● **EXTRACTED TEXT**
+--

And when we put Jesus as number one, something dramatic happens to us. what he says becomes what matters most to me.
Pleasing him becomes my priority. Bringing all my woes and failures to him is exactly what he wants. So I discovered early on that Jesus rose from the dead, having been executed for crimes he did not commit.
but that death was the secret of turning people around. I learned that if I carried my own selfish way, it would choke me and overtake me.
I would die. I'd never be welcomed by my creator. That was a shocking discovery to learn that I was a sinner in the dark. The only way I could be accepted by God was to have Jesus, the light of life, take my place.
His death was the death I deserved. And his new life could be my new life. It absolutely changed me. To think that I, with all my uncleanness, could possess life to the full was absolutely staggering for me as a youngster.
But if Jesus is true, if he is the light of the world, and if I was walking in the darkness with no escape, then by taking hold of Jesus, asking him to forgive me and change me, it was a no-brainer, was it?
So can you see why this statement from Jesus is just so profound? I am the light of the world. Whoever follows me will never walk in darkness, but will have the light of life.
I guess the question for all of us this morning, boys and girls included, do you have the light of life? Are you following Jesus? And if not, why not start right away?
Pray with me. Gracious Lord Jesus, light of the world, thank you for coming to this world of darkness and decay.
Thank you for shining your light of love and truth into our hearts this morning. We feel ashamed at our lack of purity and we long to be made clean and new. Change us right now, we pray, and help us to see your beauty and your glory and exchange it for our own unworthiness.
May we start to walk in the light, we pray, in your perfect name, Lord Jesus. Amen. Amen.

+--

Data items
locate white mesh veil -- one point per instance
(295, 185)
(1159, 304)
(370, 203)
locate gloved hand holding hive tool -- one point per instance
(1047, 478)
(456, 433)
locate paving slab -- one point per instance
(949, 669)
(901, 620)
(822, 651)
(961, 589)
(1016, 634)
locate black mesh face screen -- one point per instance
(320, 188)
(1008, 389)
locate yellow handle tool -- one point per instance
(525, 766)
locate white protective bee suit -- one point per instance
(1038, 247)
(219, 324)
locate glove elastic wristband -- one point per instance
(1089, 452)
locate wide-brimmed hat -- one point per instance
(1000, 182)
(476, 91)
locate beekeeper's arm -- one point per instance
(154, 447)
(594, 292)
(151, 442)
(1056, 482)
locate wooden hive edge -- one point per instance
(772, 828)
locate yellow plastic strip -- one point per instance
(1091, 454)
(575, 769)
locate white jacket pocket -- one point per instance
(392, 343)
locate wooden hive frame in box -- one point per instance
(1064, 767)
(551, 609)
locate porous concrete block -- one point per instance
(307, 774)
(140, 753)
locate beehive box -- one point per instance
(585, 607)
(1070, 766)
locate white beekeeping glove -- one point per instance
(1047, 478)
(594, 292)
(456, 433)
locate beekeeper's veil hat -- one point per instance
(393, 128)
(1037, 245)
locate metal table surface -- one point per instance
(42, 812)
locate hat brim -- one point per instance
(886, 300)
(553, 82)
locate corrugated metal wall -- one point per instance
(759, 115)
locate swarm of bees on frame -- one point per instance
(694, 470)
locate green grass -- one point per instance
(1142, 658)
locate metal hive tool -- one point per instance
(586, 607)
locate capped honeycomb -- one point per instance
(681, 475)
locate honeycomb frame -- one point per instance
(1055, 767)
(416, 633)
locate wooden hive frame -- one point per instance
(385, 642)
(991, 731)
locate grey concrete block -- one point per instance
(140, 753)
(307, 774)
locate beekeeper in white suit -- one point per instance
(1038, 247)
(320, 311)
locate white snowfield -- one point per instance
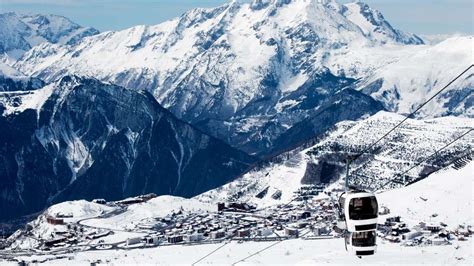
(414, 140)
(290, 40)
(19, 101)
(448, 193)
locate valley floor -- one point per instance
(290, 252)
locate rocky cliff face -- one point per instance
(87, 139)
(239, 72)
(20, 32)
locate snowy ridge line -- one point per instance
(430, 156)
(410, 115)
(468, 155)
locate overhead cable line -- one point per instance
(353, 158)
(427, 158)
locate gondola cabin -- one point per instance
(359, 210)
(361, 243)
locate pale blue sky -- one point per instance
(417, 16)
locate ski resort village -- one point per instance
(240, 132)
(103, 232)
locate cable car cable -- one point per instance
(353, 158)
(431, 155)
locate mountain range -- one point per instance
(195, 102)
(81, 138)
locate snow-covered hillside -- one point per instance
(445, 196)
(13, 80)
(323, 164)
(80, 138)
(20, 32)
(243, 72)
(451, 201)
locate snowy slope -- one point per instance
(197, 66)
(446, 193)
(17, 102)
(20, 32)
(404, 84)
(452, 201)
(322, 163)
(13, 80)
(291, 252)
(79, 138)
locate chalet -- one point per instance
(175, 239)
(54, 221)
(293, 232)
(243, 233)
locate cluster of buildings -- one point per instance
(242, 222)
(396, 231)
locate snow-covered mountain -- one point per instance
(13, 80)
(80, 138)
(20, 32)
(241, 71)
(322, 162)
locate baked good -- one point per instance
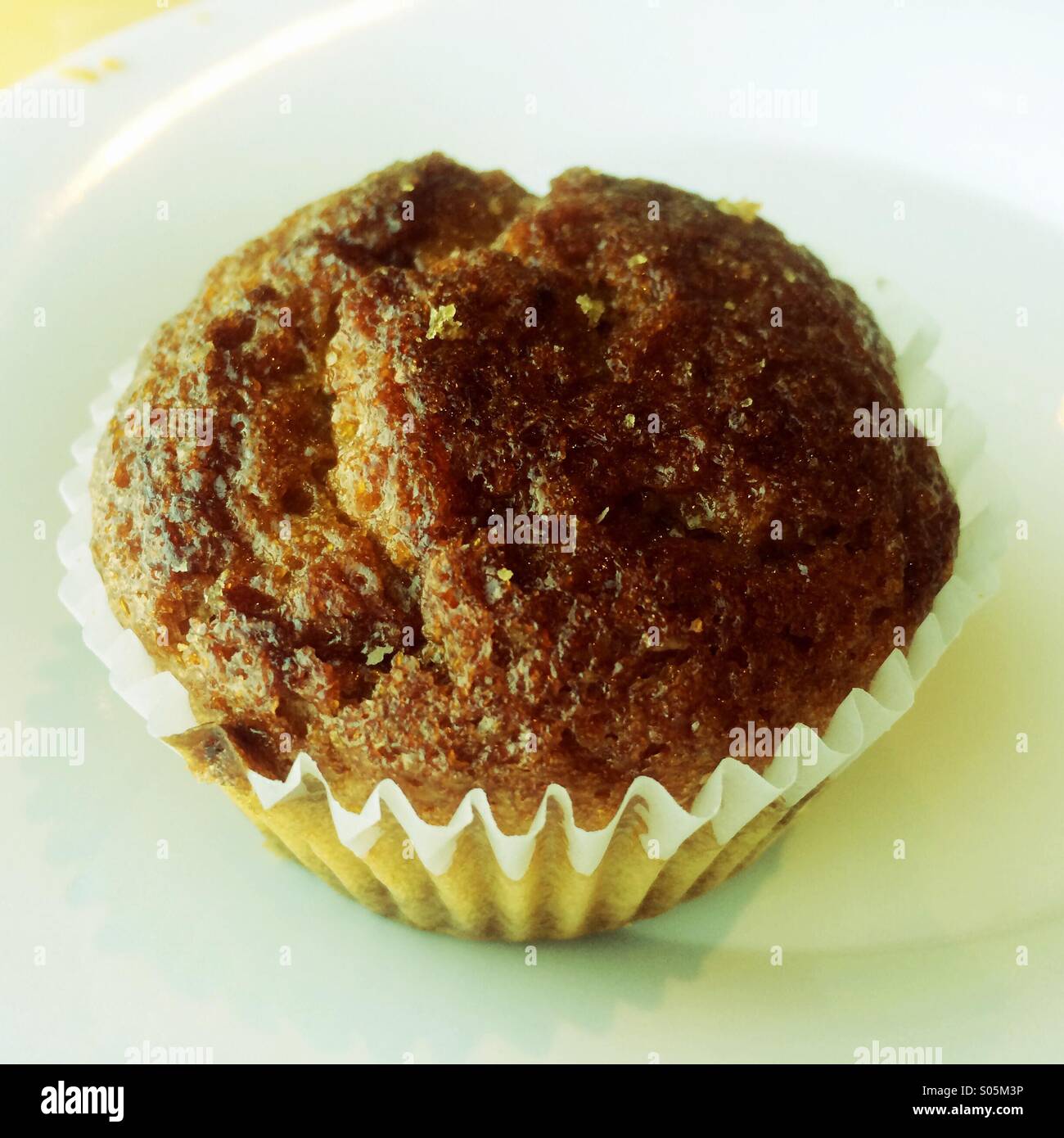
(664, 388)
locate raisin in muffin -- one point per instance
(403, 371)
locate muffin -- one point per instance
(502, 493)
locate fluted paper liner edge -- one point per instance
(733, 796)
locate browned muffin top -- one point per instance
(395, 368)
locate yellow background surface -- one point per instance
(38, 32)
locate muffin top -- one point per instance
(504, 490)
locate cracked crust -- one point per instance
(399, 362)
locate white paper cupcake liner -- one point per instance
(734, 793)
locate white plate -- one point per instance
(948, 111)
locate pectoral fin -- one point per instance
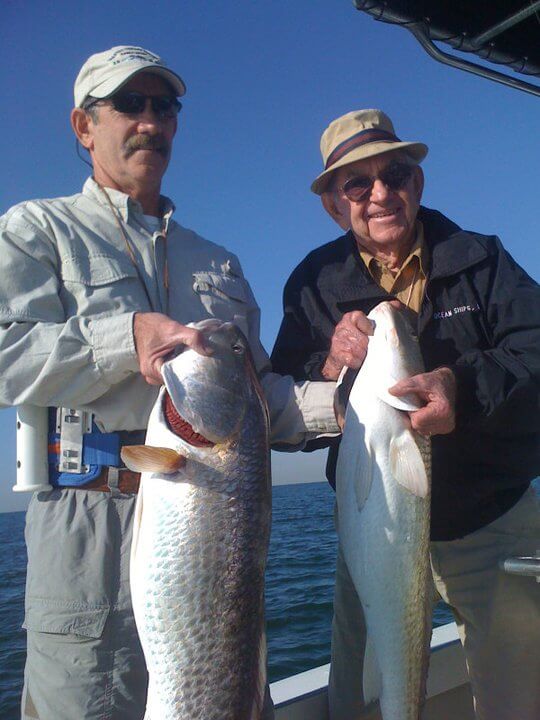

+--

● **WORK INSTRUCTIONS**
**A)** From the sermon, output the words between "And when we" and "take my place.", inclusive.
**B)** For each statement, answer yes or no according to the sermon and quote the words that decide it: (i) The speaker learned that Jesus was executed for crimes he did not commit. (ii) The speaker made this discovery only as an adult. (iii) The prayer asks Jesus to change those praying right now.
These records have no connection to the sermon.

● **ANSWER LIST**
**A)**
And when we put Jesus as number one, something dramatic happens to us. what he says becomes what matters most to me.
Pleasing him becomes my priority. Bringing all my woes and failures to him is exactly what he wants. So I discovered early on that Jesus rose from the dead, having been executed for crimes he did not commit.
but that death was the secret of turning people around. I learned that if I carried my own selfish way, it would choke me and overtake me.
I would die. I'd never be welcomed by my creator. That was a shocking discovery to learn that I was a sinner in the dark. The only way I could be accepted by God was to have Jesus, the light of life, take my place.

**B)**
(i) Yes: "having been executed for crimes he did not commit"
(ii) No: "So I discovered early on"
(iii) Yes: "Change us right now, we pray"